+++ TEXTE

ENTRE REGRETS, HESITATIONS ET INSATISFACTIONS:

Une femme Septuagénaire est venue me voir  à mon cabinet de consultation l’autre jour. Elle cherchait à renouveler sa potion mensuelle d’anti-déprimants et d’anxiolytiques. Plutôt que de parler de l’efficacité  des médicaments ou de leurs effets  secondaires sur le traitement que nous suivons ensemble, elle semblait avoir du mal à se déplacer de mon carré, cherchant coute que coute à se décharger de je ne sais quoi. Je l’ai alors invitée à se rasseoir et à rester  un peu plus longtemps. Je me suis souvenu aussitôt que  d’habitude les patients viennent chercher bien plus qu’une ration mensuelle de médicaments mais que derrière l’intérêt principal se cachent souvent d’autres motifs inavoués qu’il revient à tout bon médecin de pouvoir déceler.

En général, les patients vont chez le médecin pour  être rassurés des maux qui les rongent tant sur le plan physique que sur le plan moral et au plan mental. La vieille dame  m’a dit qu’elle est très effrayée pour l’avenir de ses petites filles car elle ne voudrait pas qu’elles prennent la route qu’elle avait elle même choisie du temps de sa jeunesse.

++++++
+++ EXTRAIT DE DONNÉES

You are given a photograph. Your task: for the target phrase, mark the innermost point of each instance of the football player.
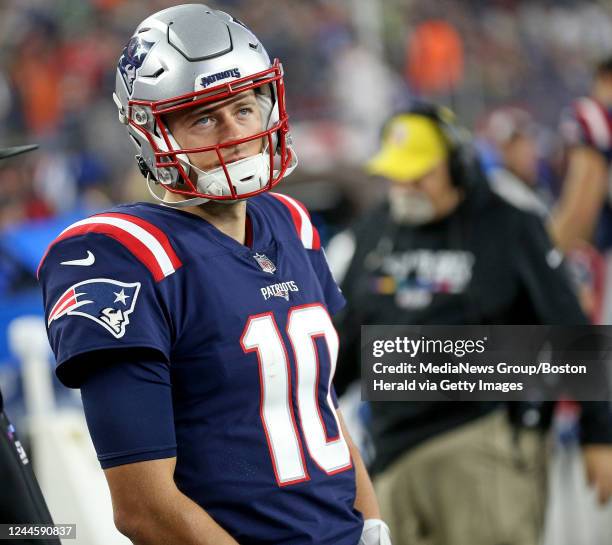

++++++

- [CONSIGNES DE LA TÂCHE]:
Recopiez le texte entre « ENTRE REGRETS, HESITATIONS » et « de pouvoir déceler. », inclus, en substituant « bureau » à « cabinet ». Fondez-vous exclusivement sur le texte.

- [ZONE DE RÉPONSE]:
ENTRE REGRETS, HESITATIONS ET INSATISFACTIONS:

Une femme Septuagénaire est venue me voir  à mon bureau de consultation l’autre jour. Elle cherchait à renouveler sa potion mensuelle d’anti-déprimants et d’anxiolytiques. Plutôt que de parler de l’efficacité  des médicaments ou de leurs effets  secondaires sur le traitement que nous suivons ensemble, elle semblait avoir du mal à se déplacer de mon carré, cherchant coute que coute à se décharger de je ne sais quoi. Je l’ai alors invitée à se rasseoir et à rester  un peu plus longtemps. Je me suis souvenu aussitôt que  d’habitude les patients viennent chercher bien plus qu’une ration mensuelle de médicaments mais que derrière l’intérêt principal se cachent souvent d’autres motifs inavoués qu’il revient à tout bon médecin de pouvoir déceler.